# [RECORDS SUPPLIED]
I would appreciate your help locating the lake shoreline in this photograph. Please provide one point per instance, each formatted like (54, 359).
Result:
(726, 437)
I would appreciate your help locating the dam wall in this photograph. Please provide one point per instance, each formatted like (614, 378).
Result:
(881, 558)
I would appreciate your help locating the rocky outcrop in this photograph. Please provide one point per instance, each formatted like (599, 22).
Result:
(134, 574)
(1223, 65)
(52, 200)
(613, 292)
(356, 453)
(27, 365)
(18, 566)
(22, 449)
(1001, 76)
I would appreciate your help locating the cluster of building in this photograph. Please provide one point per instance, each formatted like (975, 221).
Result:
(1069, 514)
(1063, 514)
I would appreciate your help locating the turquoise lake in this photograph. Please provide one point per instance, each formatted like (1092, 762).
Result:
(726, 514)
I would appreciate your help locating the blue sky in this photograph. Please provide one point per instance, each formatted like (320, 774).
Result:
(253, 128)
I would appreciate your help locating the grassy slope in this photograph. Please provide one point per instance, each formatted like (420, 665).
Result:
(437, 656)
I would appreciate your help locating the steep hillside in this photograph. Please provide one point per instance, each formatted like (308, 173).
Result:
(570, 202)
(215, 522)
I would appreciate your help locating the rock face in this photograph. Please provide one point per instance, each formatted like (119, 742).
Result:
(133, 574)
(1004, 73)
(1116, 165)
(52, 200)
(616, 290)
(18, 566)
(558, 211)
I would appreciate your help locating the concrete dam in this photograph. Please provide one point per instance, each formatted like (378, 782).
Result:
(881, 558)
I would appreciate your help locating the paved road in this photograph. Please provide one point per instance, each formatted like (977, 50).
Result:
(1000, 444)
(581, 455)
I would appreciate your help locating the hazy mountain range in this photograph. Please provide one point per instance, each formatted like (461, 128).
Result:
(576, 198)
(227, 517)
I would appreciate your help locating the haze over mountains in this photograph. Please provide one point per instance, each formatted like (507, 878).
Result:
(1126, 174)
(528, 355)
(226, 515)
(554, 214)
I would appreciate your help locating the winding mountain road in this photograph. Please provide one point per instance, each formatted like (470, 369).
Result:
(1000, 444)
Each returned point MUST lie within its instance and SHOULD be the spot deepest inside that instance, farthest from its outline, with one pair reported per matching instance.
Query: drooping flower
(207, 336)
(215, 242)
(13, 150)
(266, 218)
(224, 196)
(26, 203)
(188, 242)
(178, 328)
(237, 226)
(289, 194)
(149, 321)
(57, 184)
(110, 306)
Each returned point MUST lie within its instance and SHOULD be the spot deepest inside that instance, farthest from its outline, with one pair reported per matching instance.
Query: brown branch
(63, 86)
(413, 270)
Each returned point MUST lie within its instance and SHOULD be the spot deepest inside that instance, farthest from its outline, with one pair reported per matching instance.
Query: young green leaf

# [REQUIRED ACTION]
Give the listing again, exactly as it was written.

# [THE ANSWER]
I would appreciate your help locating the lake shoreline in this photograph. Please provide one point per instance, each formatted like (54, 359).
Result:
(726, 437)
I would appreciate your help locating the dam wall in this photograph. Please provide one point per instance, each formatted like (614, 378).
Result:
(881, 558)
I would appreciate your help locating the rocky outcrop in this photograph. Please provide one point per instance, each formatted like (599, 22).
Result:
(134, 574)
(1223, 65)
(52, 200)
(613, 292)
(356, 453)
(27, 365)
(18, 566)
(22, 449)
(1001, 76)
I would appreciate your help locating the cluster of building in this photograph. Please provide one point per instance, each formatted like (975, 221).
Result:
(1069, 514)
(1063, 514)
I would appreciate your help locating the turquoise lake in this photograph. Please provide one point per instance, each formatted like (1092, 762).
Result:
(726, 514)
I would appreciate your help locating the blue sky in this photograph. Please provide one point per instance, each formatted like (320, 774).
Result:
(253, 128)
I would appreciate your help locating the grassy slope in this photograph. Please provide one point per instance, each formatted like (420, 665).
Result:
(437, 656)
I would appreciate your help locating the steep hillside in this photograph. Please provide one point per instance, each formatted like (308, 173).
Result:
(570, 202)
(215, 522)
I would appreciate your help locating the rock face in this photograph. Please provide one point per instance, each formatted like (119, 742).
Result:
(133, 574)
(1004, 73)
(1116, 165)
(52, 200)
(616, 290)
(18, 566)
(558, 211)
I would appreciate your help locating the concrete dam in this photograph. Please provide one point per instance, each formatted like (378, 782).
Result:
(881, 558)
I would appreciate your help locating the paved road in this photograph. Please provide one point per instance, each formatted like (977, 50).
Result:
(1000, 444)
(581, 455)
I would appreciate your help locating the hazy mountain range in this photograph. Please provide one point per instance, each formatted like (461, 128).
Result:
(576, 198)
(227, 517)
I would appreciate your help locating the haze over mountains in this photograph. Please provide one point per instance, each formatted like (507, 878).
Result:
(1126, 174)
(528, 355)
(226, 515)
(554, 214)
I would appreciate your help locating the winding mountain road in this photograph. Please provide one point per instance, each formatted like (470, 369).
Result:
(1000, 444)
Each returned point MUST lie within its instance and SHOULD be the spot deepest inside that instance, farthest from its outline, with one pair reported per matching instance.
Query: drooping flower
(207, 336)
(215, 242)
(13, 150)
(266, 218)
(224, 196)
(26, 203)
(188, 242)
(178, 328)
(237, 226)
(289, 194)
(149, 321)
(57, 184)
(110, 306)
Each returned point MUST lie within its instance and SHOULD be the spot deepest inside that instance, farthest from its outline, with one pair reported per matching instance.
Query: brown branch
(63, 86)
(413, 270)
Each returned point MUST lie within its instance and SHOULD be the spot deepest inside that instance, farthest from its outline, with one pair reported per matching instance.
Query: young green leaf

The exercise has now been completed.